Brief - Using the listing below, output only the lines from the one that contains "Target: strip of land" through the one that contains "# put a marker on the black steel", inclusive, exactly as given and without images.

Input data -
================================

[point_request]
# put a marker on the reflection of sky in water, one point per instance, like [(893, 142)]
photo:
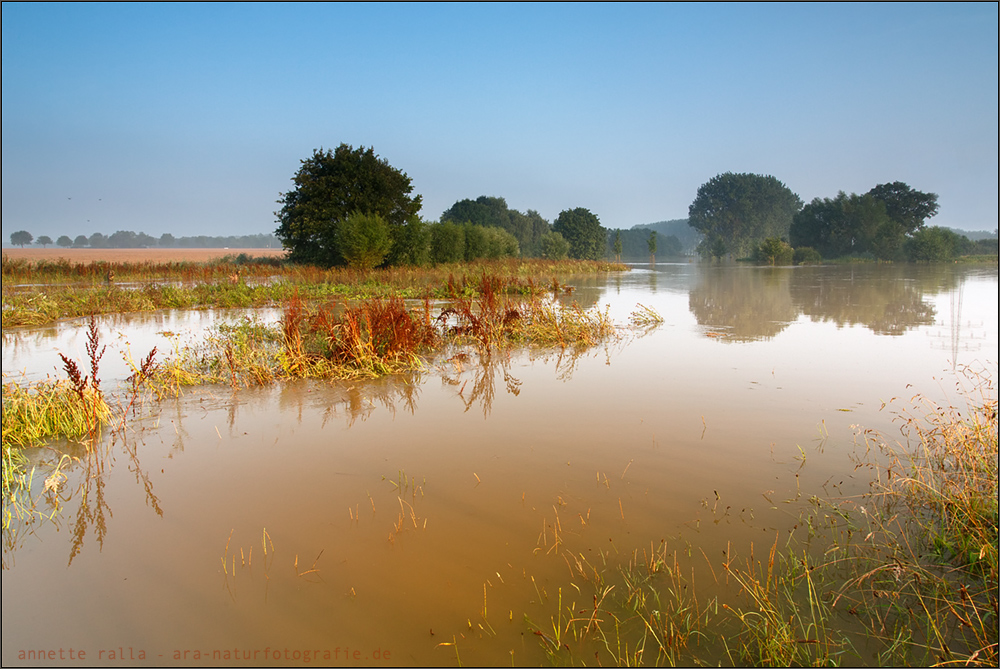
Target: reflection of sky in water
[(621, 447)]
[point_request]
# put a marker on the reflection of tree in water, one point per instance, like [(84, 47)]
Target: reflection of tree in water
[(484, 374), (887, 299), (352, 399), (747, 303)]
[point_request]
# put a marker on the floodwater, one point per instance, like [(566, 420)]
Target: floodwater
[(425, 520)]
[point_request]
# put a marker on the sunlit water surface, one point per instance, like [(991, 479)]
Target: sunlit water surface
[(380, 520)]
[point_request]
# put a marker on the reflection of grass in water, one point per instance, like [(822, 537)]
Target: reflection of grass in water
[(905, 576)]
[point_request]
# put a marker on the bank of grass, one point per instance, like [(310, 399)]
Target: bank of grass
[(905, 576), (379, 336), (39, 293)]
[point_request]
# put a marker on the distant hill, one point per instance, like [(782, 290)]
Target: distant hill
[(679, 228)]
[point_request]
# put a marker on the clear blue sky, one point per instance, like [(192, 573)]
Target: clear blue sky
[(192, 119)]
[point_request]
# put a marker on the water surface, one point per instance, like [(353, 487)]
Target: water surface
[(448, 506)]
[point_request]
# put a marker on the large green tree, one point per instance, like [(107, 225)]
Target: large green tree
[(907, 207), (846, 225), (329, 187), (741, 210), (582, 229), (21, 237)]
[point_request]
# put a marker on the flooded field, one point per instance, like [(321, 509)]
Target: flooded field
[(466, 513)]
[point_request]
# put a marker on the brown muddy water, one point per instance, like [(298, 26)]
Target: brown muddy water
[(379, 521)]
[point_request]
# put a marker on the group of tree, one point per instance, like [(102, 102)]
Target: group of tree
[(350, 207), (758, 217), (876, 224), (127, 239), (640, 243), (527, 228)]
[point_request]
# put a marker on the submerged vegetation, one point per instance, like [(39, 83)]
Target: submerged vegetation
[(904, 576), (39, 293)]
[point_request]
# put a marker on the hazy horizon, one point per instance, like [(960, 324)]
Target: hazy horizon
[(193, 118)]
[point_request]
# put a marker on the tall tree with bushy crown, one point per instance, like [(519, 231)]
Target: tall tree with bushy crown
[(330, 186)]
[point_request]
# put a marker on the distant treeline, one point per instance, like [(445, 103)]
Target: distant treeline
[(127, 239)]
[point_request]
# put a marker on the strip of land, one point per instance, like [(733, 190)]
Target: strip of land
[(132, 255)]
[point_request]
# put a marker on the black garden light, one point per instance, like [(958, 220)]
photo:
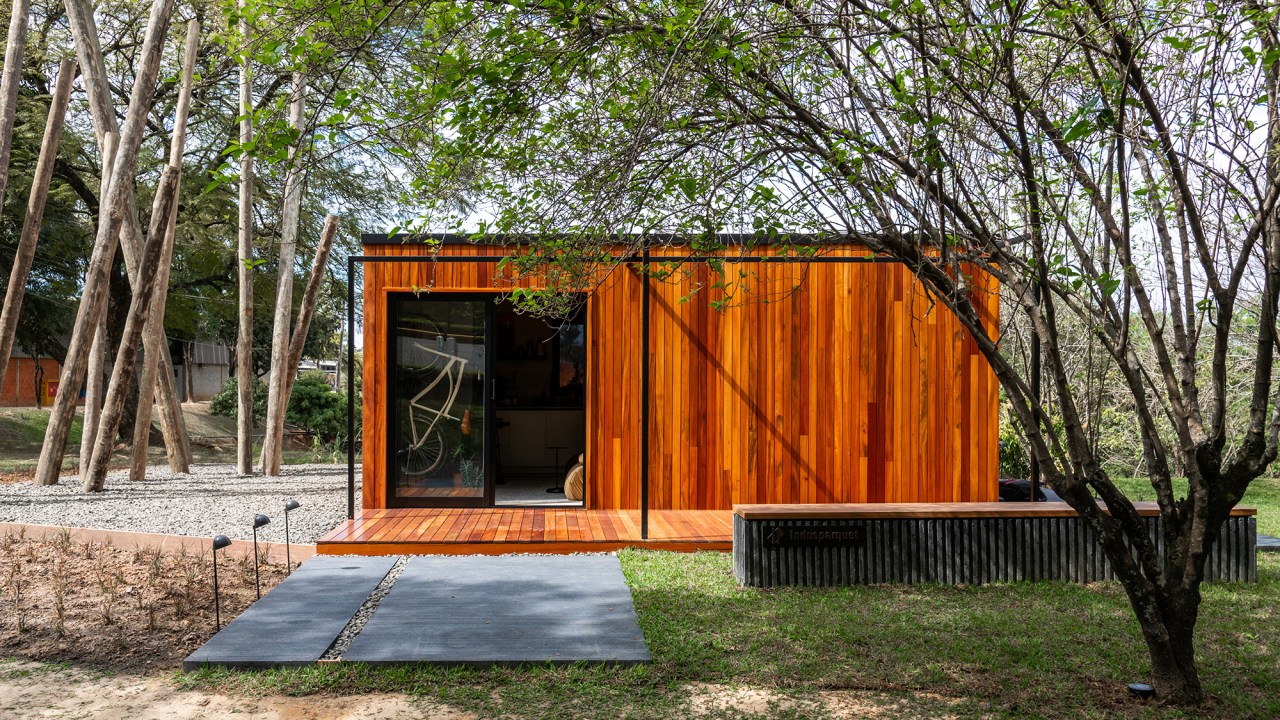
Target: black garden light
[(219, 542), (1142, 691), (288, 561), (259, 520)]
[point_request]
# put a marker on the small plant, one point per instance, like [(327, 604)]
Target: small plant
[(63, 540), (17, 583), (109, 584), (60, 587), (471, 472)]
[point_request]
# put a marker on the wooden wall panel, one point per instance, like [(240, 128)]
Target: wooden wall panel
[(814, 383)]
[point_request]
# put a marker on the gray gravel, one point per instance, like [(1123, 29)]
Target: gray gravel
[(211, 500), (361, 618)]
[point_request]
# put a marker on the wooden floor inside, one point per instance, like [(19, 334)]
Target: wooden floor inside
[(497, 531)]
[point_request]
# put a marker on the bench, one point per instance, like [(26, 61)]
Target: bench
[(949, 542)]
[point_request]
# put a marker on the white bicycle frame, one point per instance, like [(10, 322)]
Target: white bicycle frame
[(455, 379)]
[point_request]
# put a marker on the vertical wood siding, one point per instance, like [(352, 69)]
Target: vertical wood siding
[(814, 383)]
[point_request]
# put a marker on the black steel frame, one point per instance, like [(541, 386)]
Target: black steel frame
[(487, 425), (643, 259)]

================================

Answer to this problem -
Target: strip of land
[(132, 255)]
[point_request]
# put a marker on the black garden light, one point per instance, like [(958, 220)]
photo:
Target: black garden light
[(219, 542), (1142, 691), (288, 561), (259, 520)]
[point_request]
# put a marker on the small plant, one point per instance, like [(327, 604)]
Target: small plant
[(63, 540), (17, 583), (109, 584), (60, 587), (471, 472)]
[point_request]
# put a marker on the wooden wall panel, one point per instance, like [(240, 128)]
Target: wooden wall panel
[(814, 383)]
[point_request]
# put a marker on the gray gravel, one point per instance, like [(1123, 29)]
Target: gray gravel
[(211, 500), (361, 618)]
[point_request]
# put a marker on the wooden floor inside, one point per instance, like [(19, 334)]
Target: wooden floor inside
[(497, 531)]
[point_request]
# put a marker on the bench, one point per instance, like [(26, 61)]
Target: bench
[(949, 542)]
[point_request]
# put a marker on the white bicycle frame, one point per instance, like [(10, 322)]
Target: white bicycle frame
[(455, 379)]
[point_request]
# put a marker on the vertical wood siding, one point per instance, like [(352, 69)]
Target: vertical wood siding
[(814, 383)]
[point_request]
# put a marker on the black steel frame, one point per instance, like [(541, 386)]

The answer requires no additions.